***** The data

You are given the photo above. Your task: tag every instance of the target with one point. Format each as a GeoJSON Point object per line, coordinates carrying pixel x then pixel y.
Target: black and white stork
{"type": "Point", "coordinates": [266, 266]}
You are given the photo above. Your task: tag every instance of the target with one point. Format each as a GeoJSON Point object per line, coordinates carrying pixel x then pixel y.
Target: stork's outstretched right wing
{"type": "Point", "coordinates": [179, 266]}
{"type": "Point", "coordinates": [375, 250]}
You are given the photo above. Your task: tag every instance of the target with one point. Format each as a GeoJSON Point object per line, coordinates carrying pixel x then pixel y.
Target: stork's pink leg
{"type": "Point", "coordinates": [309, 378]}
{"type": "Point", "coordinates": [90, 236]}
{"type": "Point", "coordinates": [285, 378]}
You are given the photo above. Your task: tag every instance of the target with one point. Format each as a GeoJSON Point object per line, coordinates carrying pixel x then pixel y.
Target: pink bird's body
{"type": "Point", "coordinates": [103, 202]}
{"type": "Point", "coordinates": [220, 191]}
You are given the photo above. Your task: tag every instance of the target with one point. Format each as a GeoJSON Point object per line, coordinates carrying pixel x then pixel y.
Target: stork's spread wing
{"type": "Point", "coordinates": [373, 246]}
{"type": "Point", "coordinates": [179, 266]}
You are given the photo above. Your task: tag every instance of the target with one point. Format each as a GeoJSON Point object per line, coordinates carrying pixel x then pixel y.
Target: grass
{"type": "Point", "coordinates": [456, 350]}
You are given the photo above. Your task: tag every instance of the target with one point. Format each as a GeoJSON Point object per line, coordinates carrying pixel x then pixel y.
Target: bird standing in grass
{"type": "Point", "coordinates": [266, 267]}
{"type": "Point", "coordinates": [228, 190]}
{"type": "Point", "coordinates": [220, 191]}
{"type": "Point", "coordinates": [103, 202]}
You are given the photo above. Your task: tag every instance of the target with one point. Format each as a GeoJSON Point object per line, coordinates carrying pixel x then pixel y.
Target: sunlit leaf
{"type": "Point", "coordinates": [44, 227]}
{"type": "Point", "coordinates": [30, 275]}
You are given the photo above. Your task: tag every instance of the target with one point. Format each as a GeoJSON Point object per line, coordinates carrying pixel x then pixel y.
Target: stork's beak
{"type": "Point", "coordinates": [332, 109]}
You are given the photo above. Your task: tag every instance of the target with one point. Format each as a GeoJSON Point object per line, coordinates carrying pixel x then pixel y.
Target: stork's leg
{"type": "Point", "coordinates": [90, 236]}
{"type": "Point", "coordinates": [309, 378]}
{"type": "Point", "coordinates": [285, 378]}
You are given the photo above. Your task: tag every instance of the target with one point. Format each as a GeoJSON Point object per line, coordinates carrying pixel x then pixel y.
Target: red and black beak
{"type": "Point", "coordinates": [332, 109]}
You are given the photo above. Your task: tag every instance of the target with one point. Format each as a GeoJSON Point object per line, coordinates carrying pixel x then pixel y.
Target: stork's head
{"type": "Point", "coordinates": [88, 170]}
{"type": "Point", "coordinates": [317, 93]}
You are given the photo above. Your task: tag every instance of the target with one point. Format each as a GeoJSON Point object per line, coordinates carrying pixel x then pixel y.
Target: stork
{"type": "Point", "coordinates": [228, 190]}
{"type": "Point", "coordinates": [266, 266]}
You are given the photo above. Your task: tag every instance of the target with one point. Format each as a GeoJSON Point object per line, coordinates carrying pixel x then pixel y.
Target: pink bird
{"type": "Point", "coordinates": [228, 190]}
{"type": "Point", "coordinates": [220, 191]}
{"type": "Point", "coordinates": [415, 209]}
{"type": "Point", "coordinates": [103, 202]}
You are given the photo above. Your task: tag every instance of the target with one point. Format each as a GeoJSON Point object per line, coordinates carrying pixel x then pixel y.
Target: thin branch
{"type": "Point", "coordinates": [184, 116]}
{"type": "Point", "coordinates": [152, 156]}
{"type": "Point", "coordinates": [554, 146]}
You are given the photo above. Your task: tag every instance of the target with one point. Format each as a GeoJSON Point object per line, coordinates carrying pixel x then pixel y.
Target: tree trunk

**********

- Problem to solve:
Every entry must be repeated exactly; none may be skipped.

- Solution for this task:
You are given the photo above. Your task: tag every instance of the target with one point. Format each as a GeoJSON Point object per line, coordinates carrying pixel x then pixel y.
Target: black and white stork
{"type": "Point", "coordinates": [266, 266]}
You are given the photo above. Your task: tag every instance of the target with one point. Format each as a GeoJSON Point object per line, coordinates carrying pixel x then pixel y.
Target: stork's outstretched right wing
{"type": "Point", "coordinates": [179, 266]}
{"type": "Point", "coordinates": [375, 250]}
You are given the photo above. Your task: tag every instance of the target with one point. Format each as a GeoJSON Point object per line, coordinates carrying pixel x then pixel y.
Target: stork's pink leg
{"type": "Point", "coordinates": [309, 378]}
{"type": "Point", "coordinates": [90, 236]}
{"type": "Point", "coordinates": [285, 378]}
You are given the photo above. Your task: tag every instance of the target with one point. Format each as a GeoJSON Point object per line, coordinates carrying pixel x then pixel y.
Target: pink bird's body
{"type": "Point", "coordinates": [103, 202]}
{"type": "Point", "coordinates": [220, 191]}
You are given the photo above. Your task: tag every instance of the target with one point. Format each as a GeoJSON Point object per line, coordinates carrying pixel x then pixel y.
Target: stork's spread wing
{"type": "Point", "coordinates": [373, 246]}
{"type": "Point", "coordinates": [179, 266]}
You are given the photo above. Your task: tag every instance of the target with one point. Format each as a GeoJSON Point object per line, coordinates carrying pixel x then pixel y.
Target: grass
{"type": "Point", "coordinates": [456, 350]}
You are given the photo above. Your task: tag every instance of the target with one point. Format each as a GeoJSON Point object per line, coordinates carrying pixel x then pixel y.
Target: bird standing in grass
{"type": "Point", "coordinates": [266, 267]}
{"type": "Point", "coordinates": [228, 190]}
{"type": "Point", "coordinates": [220, 191]}
{"type": "Point", "coordinates": [103, 202]}
You are given the photo above. Your task: tag every instance of the target with one point. Format each as a GeoJSON Point object per line, coordinates carrying pixel x then pixel y.
Target: sunlit leaf
{"type": "Point", "coordinates": [44, 227]}
{"type": "Point", "coordinates": [30, 275]}
You are given the photo above. Your task: tag every instance of the target with one point. Format each as a GeoJSON Point object per line, coordinates carrying pixel x then pixel y.
Target: stork's beak
{"type": "Point", "coordinates": [332, 109]}
You are given the photo above. Your task: tag every instance of the target with one point. Format each as a GeoJSON Point object per line, coordinates carrying pixel x then pixel y.
Target: stork's leg
{"type": "Point", "coordinates": [90, 236]}
{"type": "Point", "coordinates": [309, 378]}
{"type": "Point", "coordinates": [285, 378]}
You are given the photo above. Your task: tag every instance of the target with one point. Format each as a GeoJSON Point object per line, coordinates carrying pixel x then pixel y.
Target: red and black beak
{"type": "Point", "coordinates": [332, 109]}
You are given the photo above. Your task: tag every instance of the target with one point. Format each as a GeoJSON Point object per line, coordinates carrying pixel x then pixel y.
Target: stork's head
{"type": "Point", "coordinates": [88, 170]}
{"type": "Point", "coordinates": [317, 93]}
You are given the photo above. Your task: tag every instance of the target with one point. Format each as a GeoJSON Point object per line, coordinates carrying pixel x then pixel y.
Target: stork
{"type": "Point", "coordinates": [228, 190]}
{"type": "Point", "coordinates": [266, 266]}
You are given the photo above. Your task: tag every instance of the target with one point. Format each as a GeoJSON Point object per line, coordinates carrying pixel x then pixel y.
Target: pink bird
{"type": "Point", "coordinates": [228, 190]}
{"type": "Point", "coordinates": [220, 191]}
{"type": "Point", "coordinates": [415, 209]}
{"type": "Point", "coordinates": [103, 202]}
You are given the photo above. Your task: tag every instance of the target with one point. Format each as a GeoJSON Point object per line, coordinates carrying pixel x then pixel y.
Target: thin branch
{"type": "Point", "coordinates": [184, 116]}
{"type": "Point", "coordinates": [152, 156]}
{"type": "Point", "coordinates": [554, 146]}
You are given the photo above. Your task: tag every instance of the target with one point. Format each as a GeoJSON Point object per line, coordinates carrying pixel x then pixel y.
Target: tree trunk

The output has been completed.